--- Task directions ---
Retype the data below without altering anything.

--- Information supplied ---
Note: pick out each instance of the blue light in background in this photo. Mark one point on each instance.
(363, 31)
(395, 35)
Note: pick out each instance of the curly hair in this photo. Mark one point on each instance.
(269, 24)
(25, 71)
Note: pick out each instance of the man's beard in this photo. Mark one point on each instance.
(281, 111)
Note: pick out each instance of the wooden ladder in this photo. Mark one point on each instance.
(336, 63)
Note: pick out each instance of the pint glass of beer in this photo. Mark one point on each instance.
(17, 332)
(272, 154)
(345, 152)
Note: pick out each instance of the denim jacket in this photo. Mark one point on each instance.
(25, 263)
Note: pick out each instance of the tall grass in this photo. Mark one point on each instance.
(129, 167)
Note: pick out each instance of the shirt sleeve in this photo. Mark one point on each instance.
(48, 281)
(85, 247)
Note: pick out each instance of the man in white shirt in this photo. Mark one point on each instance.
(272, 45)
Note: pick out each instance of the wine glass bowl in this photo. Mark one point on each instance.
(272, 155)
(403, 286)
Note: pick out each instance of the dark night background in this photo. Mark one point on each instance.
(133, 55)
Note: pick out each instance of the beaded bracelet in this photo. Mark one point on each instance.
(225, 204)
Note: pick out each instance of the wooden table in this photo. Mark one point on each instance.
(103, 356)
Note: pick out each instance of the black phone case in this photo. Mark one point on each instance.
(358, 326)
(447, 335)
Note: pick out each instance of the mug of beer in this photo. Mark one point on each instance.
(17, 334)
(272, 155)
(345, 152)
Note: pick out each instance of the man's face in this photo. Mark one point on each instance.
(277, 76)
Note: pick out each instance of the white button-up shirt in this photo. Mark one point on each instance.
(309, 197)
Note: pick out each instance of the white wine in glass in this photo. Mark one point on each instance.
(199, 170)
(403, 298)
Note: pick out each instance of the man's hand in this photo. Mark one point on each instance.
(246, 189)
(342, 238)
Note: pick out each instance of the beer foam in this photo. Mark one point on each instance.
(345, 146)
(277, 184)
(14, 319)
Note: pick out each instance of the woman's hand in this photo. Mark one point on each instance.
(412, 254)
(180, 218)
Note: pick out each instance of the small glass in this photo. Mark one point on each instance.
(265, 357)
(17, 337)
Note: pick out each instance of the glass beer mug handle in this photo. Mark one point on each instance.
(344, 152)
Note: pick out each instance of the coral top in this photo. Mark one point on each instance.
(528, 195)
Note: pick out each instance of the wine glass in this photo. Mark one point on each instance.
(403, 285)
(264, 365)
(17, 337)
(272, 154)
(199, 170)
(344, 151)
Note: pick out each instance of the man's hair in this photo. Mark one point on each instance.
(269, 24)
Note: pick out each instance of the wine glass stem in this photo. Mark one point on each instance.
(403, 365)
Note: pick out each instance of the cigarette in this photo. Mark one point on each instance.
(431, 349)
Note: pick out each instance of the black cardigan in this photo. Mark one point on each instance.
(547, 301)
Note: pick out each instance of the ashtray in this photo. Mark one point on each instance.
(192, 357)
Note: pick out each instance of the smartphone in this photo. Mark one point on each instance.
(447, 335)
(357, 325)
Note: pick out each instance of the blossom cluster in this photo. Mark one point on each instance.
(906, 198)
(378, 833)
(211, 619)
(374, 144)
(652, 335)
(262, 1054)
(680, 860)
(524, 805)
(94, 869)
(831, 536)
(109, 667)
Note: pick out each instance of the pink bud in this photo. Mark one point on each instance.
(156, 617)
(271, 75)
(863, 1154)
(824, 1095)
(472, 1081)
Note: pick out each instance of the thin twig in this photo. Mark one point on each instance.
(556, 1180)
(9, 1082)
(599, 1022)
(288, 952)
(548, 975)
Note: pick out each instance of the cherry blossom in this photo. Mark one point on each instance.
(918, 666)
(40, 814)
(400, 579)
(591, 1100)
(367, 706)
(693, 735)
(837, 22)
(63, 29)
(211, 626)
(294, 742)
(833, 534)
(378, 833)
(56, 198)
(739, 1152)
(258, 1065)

--- Exercise answer ---
Note: pick out each instance of the blue light in background in this photo. Mark one point on each instance.
(363, 31)
(395, 35)
Note: pick out each instance of the curly hair in this photo. Mark one point on each instance.
(269, 24)
(25, 71)
Note: pick out each instance of the man's beard in this photo. Mark one point on each instance.
(281, 111)
Note: pick out each instance of the wooden ladder in this photo. Mark one point on each instance.
(336, 63)
Note: pick out each instance of the pint glass of beer in this photo. Mark one point on each instance.
(17, 332)
(272, 154)
(345, 152)
Note: pick out each instance of the denim jacket in this photo. Mark one point on each instance.
(25, 263)
Note: pick out each instance of the tall grass in this photo. Mark one point on each instance.
(129, 167)
Note: pick out each instance of the shirt sleeve in this photo. Mark one point on each instance.
(48, 281)
(85, 247)
Note: pick out each instance of the man in white shirt in this photo. Mark one point on each instance.
(272, 45)
Note: pick out each instance of the wine glass bowl in this photo. Mark one point on each instance.
(272, 155)
(403, 286)
Note: pick out each instance of the dark night background in this photo. Mark one point on each instance.
(133, 55)
Note: pick out each instance of the beaded bracelet in this photo. Mark one point on each instance.
(225, 204)
Note: pick out each instance of the wooden table in this photo. Mark one point on each instance.
(103, 356)
Note: pick out each instance of the black phone case in this photo. Mark one point on each instance.
(358, 326)
(447, 335)
Note: pick out each instance of the mug of beer in this photo. Mark one point on each instance.
(17, 334)
(272, 155)
(345, 152)
Note: pick out each instance of the man's face in this photo. Mark one point on each instance.
(277, 76)
Note: pick out each instance of the white button-up shirt in this photo. Mark one point on each instance.
(309, 197)
Note: pick out each instance of the white wine in glass in this photo. Mark one point on each instance.
(199, 170)
(403, 298)
Note: pick out each instance of the man's hand in this photo. Mark one point on each instance.
(246, 189)
(342, 238)
Note: pick out each instance of the beer foam in this photo. Mark one point on each instance.
(345, 146)
(277, 184)
(14, 319)
Note: pick out each instance of the woman's hand in this photo. Mark one point on each instance.
(412, 254)
(180, 218)
Note: pick out each instance of the small glass in this photo. Mark one point on each instance.
(265, 357)
(17, 337)
Note: pick out each instance of the glass beer mug handle in this photo. Mark one point on each instance.
(344, 152)
Note: pick out each instance of the coral top in this photo. Mark one point on each instance.
(528, 195)
Note: pick out each instance of the wine glass in this photo. Mark one point on each instance.
(403, 285)
(264, 365)
(17, 337)
(272, 154)
(199, 170)
(344, 151)
Note: pick out each instance of the man's hair in this photo. Mark one point on each instance.
(269, 24)
Note: pick out each instance of the wine glass stem in this photo. Mark one point on each instance.
(403, 365)
Note: pick out each instance of the cigarette in this photo. Mark one point on each instance.
(431, 349)
Note: pick out each instance of the black cardigan in this photo. Mark one point on each instance.
(547, 301)
Note: pick out each instance of the ashtray in this photo. Mark one point on each instance.
(192, 357)
Note: pick out each instance of the smartphone in this photo. Mark one point on each instance.
(447, 335)
(357, 325)
Note: pick out each instance of the blossom cluster in this photo. Mark one point on each instance.
(906, 198)
(378, 833)
(211, 619)
(374, 144)
(652, 335)
(262, 1054)
(680, 860)
(524, 805)
(94, 869)
(831, 536)
(109, 667)
Note: pick out each instance of the pink bud in this photo. Mark one point on each instance.
(156, 617)
(271, 75)
(863, 1154)
(824, 1095)
(472, 1081)
Note: pick out each instance of the thin twig in this photo. Mark one point on each instance.
(556, 1180)
(9, 1082)
(599, 1022)
(288, 952)
(548, 975)
Note: pick out each instance of the cherry blossom in this photo. Mark one point on each instance.
(918, 666)
(40, 814)
(400, 579)
(591, 1100)
(367, 706)
(693, 735)
(837, 22)
(63, 29)
(211, 626)
(294, 742)
(833, 534)
(378, 833)
(56, 198)
(739, 1152)
(258, 1065)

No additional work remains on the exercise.